> Available records
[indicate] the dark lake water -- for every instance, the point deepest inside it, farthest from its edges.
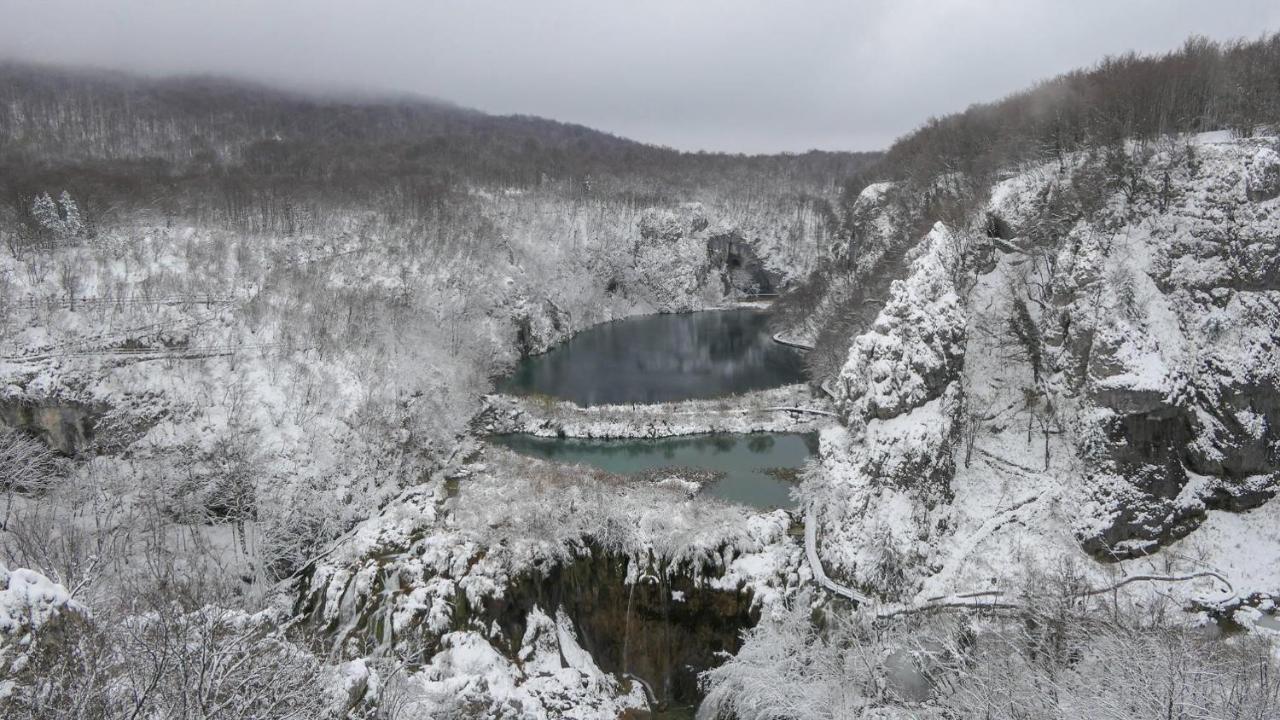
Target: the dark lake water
(749, 464)
(662, 359)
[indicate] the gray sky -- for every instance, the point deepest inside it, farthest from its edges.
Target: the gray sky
(718, 74)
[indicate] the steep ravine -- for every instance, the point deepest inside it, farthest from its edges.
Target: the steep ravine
(663, 625)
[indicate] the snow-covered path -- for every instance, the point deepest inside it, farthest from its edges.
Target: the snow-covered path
(819, 574)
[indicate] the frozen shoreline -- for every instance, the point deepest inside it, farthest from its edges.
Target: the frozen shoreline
(750, 413)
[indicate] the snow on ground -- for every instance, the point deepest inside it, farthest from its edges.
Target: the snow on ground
(1022, 496)
(552, 677)
(438, 551)
(750, 413)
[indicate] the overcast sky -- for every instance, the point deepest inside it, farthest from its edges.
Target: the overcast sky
(718, 74)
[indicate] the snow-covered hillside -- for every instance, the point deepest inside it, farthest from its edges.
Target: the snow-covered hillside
(1084, 370)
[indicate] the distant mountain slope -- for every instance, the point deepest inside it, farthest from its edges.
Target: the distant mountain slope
(54, 115)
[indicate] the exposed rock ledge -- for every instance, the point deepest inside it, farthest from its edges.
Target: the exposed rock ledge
(786, 409)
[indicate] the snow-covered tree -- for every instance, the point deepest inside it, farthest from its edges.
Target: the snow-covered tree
(59, 218)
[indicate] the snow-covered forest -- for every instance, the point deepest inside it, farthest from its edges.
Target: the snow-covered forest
(252, 345)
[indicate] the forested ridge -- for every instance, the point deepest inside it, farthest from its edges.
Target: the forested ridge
(250, 341)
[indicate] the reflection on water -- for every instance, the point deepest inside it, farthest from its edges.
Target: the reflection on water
(748, 464)
(662, 359)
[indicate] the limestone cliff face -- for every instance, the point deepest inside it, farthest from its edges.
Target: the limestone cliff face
(1164, 315)
(885, 484)
(1100, 347)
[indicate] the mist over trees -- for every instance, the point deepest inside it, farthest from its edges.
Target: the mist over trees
(1202, 86)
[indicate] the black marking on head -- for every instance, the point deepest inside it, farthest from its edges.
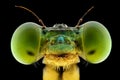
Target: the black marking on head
(30, 53)
(91, 52)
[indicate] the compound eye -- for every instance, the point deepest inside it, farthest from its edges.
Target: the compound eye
(96, 42)
(25, 43)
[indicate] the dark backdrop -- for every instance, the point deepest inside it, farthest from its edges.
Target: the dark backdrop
(52, 12)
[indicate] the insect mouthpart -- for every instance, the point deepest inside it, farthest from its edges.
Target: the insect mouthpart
(62, 60)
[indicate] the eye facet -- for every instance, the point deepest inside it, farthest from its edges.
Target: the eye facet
(25, 43)
(96, 42)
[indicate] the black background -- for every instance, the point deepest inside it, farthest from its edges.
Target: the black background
(52, 12)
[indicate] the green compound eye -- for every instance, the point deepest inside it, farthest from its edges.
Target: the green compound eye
(96, 42)
(25, 43)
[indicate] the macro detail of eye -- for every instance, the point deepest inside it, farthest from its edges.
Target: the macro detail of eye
(96, 42)
(25, 43)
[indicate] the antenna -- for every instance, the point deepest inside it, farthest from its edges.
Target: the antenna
(81, 19)
(40, 20)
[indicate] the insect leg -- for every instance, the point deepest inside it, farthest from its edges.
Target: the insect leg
(50, 73)
(72, 73)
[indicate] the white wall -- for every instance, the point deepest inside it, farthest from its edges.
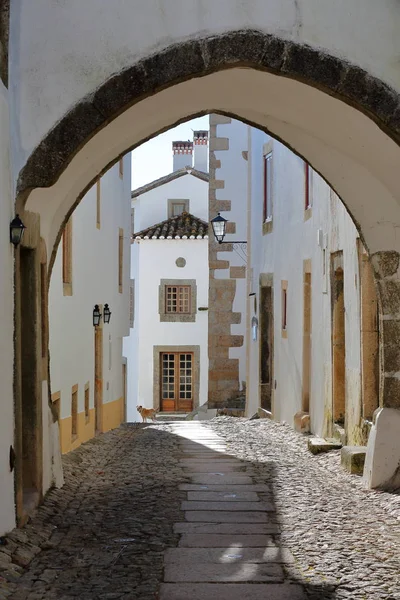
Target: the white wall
(152, 206)
(95, 281)
(153, 260)
(282, 253)
(7, 512)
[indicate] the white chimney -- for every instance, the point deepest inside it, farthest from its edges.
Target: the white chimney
(200, 142)
(182, 152)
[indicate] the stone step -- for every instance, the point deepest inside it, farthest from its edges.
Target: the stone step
(231, 591)
(216, 540)
(227, 555)
(317, 445)
(220, 478)
(210, 467)
(227, 506)
(240, 572)
(233, 488)
(235, 528)
(227, 496)
(214, 516)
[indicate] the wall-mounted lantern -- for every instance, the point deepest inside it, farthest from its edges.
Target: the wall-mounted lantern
(219, 227)
(17, 229)
(218, 224)
(254, 328)
(106, 314)
(96, 316)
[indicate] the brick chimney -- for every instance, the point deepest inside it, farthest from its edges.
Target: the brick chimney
(182, 152)
(200, 142)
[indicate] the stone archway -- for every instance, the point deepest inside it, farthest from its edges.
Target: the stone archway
(330, 112)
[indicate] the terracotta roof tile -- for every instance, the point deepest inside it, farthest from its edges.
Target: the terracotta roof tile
(181, 226)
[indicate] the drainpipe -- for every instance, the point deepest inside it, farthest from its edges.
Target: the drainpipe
(249, 270)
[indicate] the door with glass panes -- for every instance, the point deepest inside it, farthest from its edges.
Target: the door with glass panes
(176, 381)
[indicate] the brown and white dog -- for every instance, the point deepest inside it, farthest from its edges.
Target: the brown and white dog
(147, 413)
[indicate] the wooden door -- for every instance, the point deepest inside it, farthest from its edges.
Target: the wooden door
(176, 382)
(338, 342)
(98, 378)
(266, 347)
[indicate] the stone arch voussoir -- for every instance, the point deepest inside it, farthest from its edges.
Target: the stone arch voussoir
(196, 58)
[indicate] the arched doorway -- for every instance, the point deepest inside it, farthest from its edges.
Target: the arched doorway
(295, 99)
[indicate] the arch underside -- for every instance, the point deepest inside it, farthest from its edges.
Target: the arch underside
(336, 116)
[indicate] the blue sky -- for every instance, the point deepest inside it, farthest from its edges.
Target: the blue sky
(154, 158)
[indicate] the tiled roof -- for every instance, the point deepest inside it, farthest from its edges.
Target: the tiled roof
(167, 178)
(184, 226)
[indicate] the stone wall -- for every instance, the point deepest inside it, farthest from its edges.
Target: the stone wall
(224, 381)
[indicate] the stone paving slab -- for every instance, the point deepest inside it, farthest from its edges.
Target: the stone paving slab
(224, 572)
(227, 528)
(217, 467)
(227, 496)
(227, 506)
(218, 540)
(226, 555)
(226, 462)
(228, 591)
(214, 516)
(220, 478)
(237, 488)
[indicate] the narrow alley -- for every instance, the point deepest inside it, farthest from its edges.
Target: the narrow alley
(181, 510)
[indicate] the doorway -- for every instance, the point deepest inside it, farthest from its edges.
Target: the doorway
(307, 324)
(338, 341)
(31, 410)
(176, 381)
(98, 378)
(266, 346)
(369, 336)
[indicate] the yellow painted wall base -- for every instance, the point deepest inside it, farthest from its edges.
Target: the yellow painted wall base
(113, 415)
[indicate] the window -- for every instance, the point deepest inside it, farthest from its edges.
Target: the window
(307, 186)
(120, 259)
(132, 303)
(67, 258)
(98, 204)
(132, 221)
(284, 308)
(267, 215)
(87, 403)
(177, 207)
(74, 412)
(177, 299)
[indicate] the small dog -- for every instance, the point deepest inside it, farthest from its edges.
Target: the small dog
(147, 413)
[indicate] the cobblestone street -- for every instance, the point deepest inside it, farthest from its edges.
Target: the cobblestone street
(188, 511)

> Work instructions
The lines above starting at the one that contains "[indicate] the brick" and ending at the one that contains "[indicate] the terracotta" must be transcribed exactly, and no other lines may appear.

> Task solution
[indicate] the brick chimney -- for every instance, the point deepest inside it, farthest from its edges.
Target: the brick chimney
(182, 152)
(200, 142)
[indicate] the stone archway -- for every instance, the point deepest inside it, farthest from its edges.
Target: the stone archway
(330, 112)
[indicate] the terracotta roof tile -- for every instance, the point deepest inside it, farthest from its edges.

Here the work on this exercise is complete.